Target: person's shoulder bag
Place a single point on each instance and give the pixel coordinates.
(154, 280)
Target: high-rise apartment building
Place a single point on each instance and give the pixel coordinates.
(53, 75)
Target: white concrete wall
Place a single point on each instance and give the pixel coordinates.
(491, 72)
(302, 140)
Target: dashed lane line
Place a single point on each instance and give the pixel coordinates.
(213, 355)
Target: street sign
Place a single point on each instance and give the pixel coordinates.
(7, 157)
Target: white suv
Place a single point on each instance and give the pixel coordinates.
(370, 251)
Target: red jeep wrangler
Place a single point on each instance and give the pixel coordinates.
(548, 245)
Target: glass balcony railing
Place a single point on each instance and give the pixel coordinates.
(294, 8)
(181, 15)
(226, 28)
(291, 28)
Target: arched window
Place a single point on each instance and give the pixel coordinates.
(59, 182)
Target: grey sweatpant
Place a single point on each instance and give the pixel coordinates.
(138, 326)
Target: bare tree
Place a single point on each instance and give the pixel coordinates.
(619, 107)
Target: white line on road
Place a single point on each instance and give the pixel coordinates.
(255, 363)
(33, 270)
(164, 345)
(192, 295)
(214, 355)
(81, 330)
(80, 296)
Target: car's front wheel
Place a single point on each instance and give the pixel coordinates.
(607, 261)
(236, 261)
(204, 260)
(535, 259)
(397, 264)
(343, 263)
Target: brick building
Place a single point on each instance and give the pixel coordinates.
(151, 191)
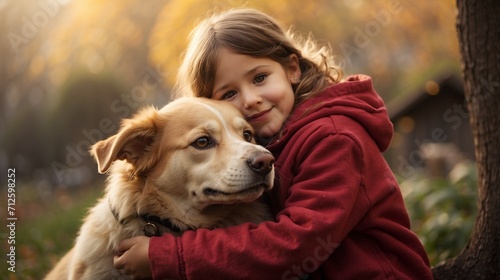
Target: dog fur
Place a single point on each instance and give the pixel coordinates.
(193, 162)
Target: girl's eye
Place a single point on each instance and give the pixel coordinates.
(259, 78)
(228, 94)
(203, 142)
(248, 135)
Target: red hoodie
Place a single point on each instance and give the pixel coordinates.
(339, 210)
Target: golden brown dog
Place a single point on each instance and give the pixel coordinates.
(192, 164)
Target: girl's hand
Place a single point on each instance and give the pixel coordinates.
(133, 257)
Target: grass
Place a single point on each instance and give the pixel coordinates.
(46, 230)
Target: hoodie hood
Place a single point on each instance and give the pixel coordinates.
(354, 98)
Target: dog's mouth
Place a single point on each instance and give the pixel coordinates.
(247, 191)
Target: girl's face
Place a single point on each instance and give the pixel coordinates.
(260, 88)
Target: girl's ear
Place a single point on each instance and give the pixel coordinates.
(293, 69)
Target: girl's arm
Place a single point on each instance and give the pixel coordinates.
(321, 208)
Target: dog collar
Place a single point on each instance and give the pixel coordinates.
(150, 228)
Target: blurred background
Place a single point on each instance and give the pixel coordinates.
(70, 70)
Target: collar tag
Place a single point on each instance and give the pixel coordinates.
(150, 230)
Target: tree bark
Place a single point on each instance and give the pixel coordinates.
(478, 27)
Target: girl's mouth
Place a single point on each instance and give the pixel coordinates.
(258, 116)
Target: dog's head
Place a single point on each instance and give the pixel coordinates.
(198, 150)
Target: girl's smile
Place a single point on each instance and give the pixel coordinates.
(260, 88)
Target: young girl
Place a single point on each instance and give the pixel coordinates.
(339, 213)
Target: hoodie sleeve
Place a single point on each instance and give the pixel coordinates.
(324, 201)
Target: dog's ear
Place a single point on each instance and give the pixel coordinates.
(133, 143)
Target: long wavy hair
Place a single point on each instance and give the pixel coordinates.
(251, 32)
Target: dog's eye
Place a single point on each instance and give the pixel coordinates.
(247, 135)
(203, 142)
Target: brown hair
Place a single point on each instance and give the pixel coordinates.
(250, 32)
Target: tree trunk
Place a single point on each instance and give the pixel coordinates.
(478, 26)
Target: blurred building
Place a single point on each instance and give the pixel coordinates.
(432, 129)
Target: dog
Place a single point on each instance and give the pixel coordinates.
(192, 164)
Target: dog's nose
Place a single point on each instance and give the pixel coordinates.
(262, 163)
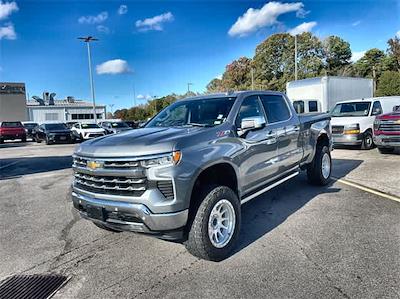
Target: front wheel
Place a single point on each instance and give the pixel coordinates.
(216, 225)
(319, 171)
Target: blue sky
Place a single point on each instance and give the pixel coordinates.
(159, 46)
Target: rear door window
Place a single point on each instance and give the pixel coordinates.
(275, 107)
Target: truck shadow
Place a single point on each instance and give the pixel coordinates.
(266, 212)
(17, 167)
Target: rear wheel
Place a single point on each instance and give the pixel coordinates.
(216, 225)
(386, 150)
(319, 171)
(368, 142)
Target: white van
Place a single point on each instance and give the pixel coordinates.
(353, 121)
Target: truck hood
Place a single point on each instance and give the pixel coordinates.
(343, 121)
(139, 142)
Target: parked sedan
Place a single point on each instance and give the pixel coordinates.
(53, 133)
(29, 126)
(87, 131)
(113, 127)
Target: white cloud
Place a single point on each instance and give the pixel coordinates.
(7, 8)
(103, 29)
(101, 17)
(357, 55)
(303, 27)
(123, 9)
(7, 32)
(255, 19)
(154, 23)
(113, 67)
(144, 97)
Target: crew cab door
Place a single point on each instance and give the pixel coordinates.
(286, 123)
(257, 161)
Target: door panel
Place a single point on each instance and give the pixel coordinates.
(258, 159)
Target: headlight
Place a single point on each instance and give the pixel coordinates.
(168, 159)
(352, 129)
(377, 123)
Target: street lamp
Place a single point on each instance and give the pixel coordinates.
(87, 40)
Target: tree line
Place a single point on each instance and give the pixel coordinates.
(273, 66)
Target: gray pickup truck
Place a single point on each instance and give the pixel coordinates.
+++
Problem to solve: A faithful copy of every entry is needed, omitting each image.

Response:
Target: person's shoulder bag
Place a single point on each instance and give the pixel coordinates.
(154, 280)
Target: high-rise apartment building
Place a single point on each instance and give the pixel coordinates.
(53, 75)
Target: white concrete wall
Place a single point on each instance and give the pixel coordinates.
(491, 72)
(302, 140)
Target: dashed lane line
Place a single point on each instance and give the pixel coordinates.
(213, 355)
Target: street sign
Place a single point on each instance and give the pixel coordinates.
(7, 157)
Target: white suv
Place a single point on each instance and give the pixel coordinates.
(370, 251)
Target: red jeep wrangler
Place a single point on each instance and give the pixel coordinates.
(548, 245)
Target: glass balcony railing
Place a single point on each instance and give the pixel coordinates.
(294, 8)
(181, 15)
(226, 28)
(291, 28)
Target: arched window
Place a single point on each instance and give the pixel coordinates.
(59, 182)
Target: grey sweatpant
Place a single point on each instance and give the pixel coordinates.
(138, 326)
Target: bare tree
Place a single point on each instance and give the pixel coordinates.
(619, 107)
Target: white line on road
Place a single point on each instance and give the pixel coordinates.
(255, 363)
(33, 270)
(164, 345)
(192, 295)
(214, 355)
(81, 330)
(80, 296)
Target: car's front wheel
Place a single point on each instance and give the pixel coordinates.
(607, 261)
(236, 261)
(204, 260)
(535, 259)
(397, 264)
(343, 263)
Target: brick building
Place a single point on each instance and give the pixel coordinates.
(151, 191)
Target: dog fur
Place a single point on each instance and give the pixel coordinates.
(193, 162)
Target: girl's eye
Place a single point on each instance and give the pixel coordinates.
(259, 78)
(228, 94)
(203, 142)
(248, 135)
Target: red hoodie
Place a single point on each instance and give the pixel coordinates.
(339, 210)
Target: golden brown dog
Place a single point on each instance and give the pixel coordinates.
(192, 164)
Target: girl's hand
Place a single point on each instance and give the pixel coordinates.
(133, 257)
Target: grass
Place a single point on each instance and give the pixel coordinates.
(46, 230)
Target: hoodie hood
Place a single point on each instance and give the pixel coordinates.
(354, 98)
Target: dog's mouth
Place a single point on each instance and give the pixel coordinates.
(247, 191)
Target: girl's face
Place a single point on each instance and give the pixel coordinates.
(260, 88)
Target: girl's ear
Place a single point on each instance and give the pixel coordinates.
(293, 69)
Target: girl's arm
Place a single point on each instance and give the pixel coordinates.
(321, 208)
Target: dog collar
Place a single point on each instance and give the pixel coordinates.
(150, 228)
Target: blurred background
Place a single point on each instance and give the pixel coordinates.
(70, 70)
Target: collar tag
Place a single point on each instance and give the pixel coordinates.
(150, 230)
Target: tree bark
Place a single point on each instance and give the pixel coordinates.
(478, 27)
Target: girl's mouth
Place a single point on each instance and give the pixel coordinates.
(258, 116)
Target: dog's head
Place a single point on each instance and give the pixel coordinates.
(198, 150)
Target: girl's smile
Place a single point on each instance and give the pixel coordinates.
(260, 88)
Target: young girl
Place a single point on each instance and give the pixel coordinates.
(339, 213)
Target: hoodie sleeve
Place a single point on each instance and give the pixel coordinates.
(324, 201)
Target: dog's ear
Place a single point on each instance and give the pixel coordinates.
(133, 143)
Target: long wavy hair
Place a single point on each instance and give the pixel coordinates.
(251, 32)
Target: dog's eye
Place a single point on each instance and give the pixel coordinates.
(247, 135)
(203, 142)
Target: brown hair
Place a single point on each instance and give the pixel coordinates.
(250, 32)
Target: tree trunk
Place a single point on each instance and give the pixel coordinates.
(478, 26)
Target: blurred building
Place a single point on each instance and give the pixel coordinates.
(432, 129)
Target: dog
Place a single point on each instance and give the pixel coordinates.
(192, 164)
Target: dog's nose
Place a single point on each instance and give the pixel coordinates.
(262, 163)
Target: front wheel
Place a single point on each instance and give the pixel coordinates.
(216, 225)
(319, 171)
Target: blue sky
Place a single point on each instance and give the pixel coordinates.
(159, 46)
Target: rear door window
Place a single point on each instance and give the pixel coordinates.
(275, 107)
Target: truck shadow
Place a single point on each instance and give the pixel coordinates.
(266, 212)
(17, 167)
Target: rear wheel
Place a single point on each instance and give the pixel coordinates.
(216, 225)
(386, 150)
(319, 171)
(368, 142)
Target: white van
Place a single point on each instance and give the pixel coordinates.
(353, 121)
Target: truck hood
Place a single point on each instance and give the pixel coordinates.
(343, 121)
(139, 142)
Target: parked sedan
Place a single point on each instance and give the pixel coordinates.
(53, 133)
(29, 126)
(87, 131)
(113, 127)
Target: white cloud
Place a single point on each instance and give the pixel coordinates.
(7, 8)
(103, 29)
(101, 17)
(357, 55)
(303, 27)
(123, 9)
(7, 32)
(255, 19)
(154, 23)
(113, 67)
(144, 97)
Target: crew cab door
Place a single point on each instance and give the pixel coordinates.
(286, 123)
(257, 161)
Target: door panel
Place a single point on each instance and give the pixel coordinates.
(258, 159)
Target: headlight
Place a single point on each instance and give the pixel coordinates.
(168, 159)
(352, 129)
(377, 123)
Target: street lamp
Place a single point on each instance and give the pixel coordinates.
(87, 40)
Target: tree line
Place a single point on each instance and give the pixel coordinates.
(273, 66)
Target: gray pickup truck
Place a single point on each instance and give the pixel coordinates.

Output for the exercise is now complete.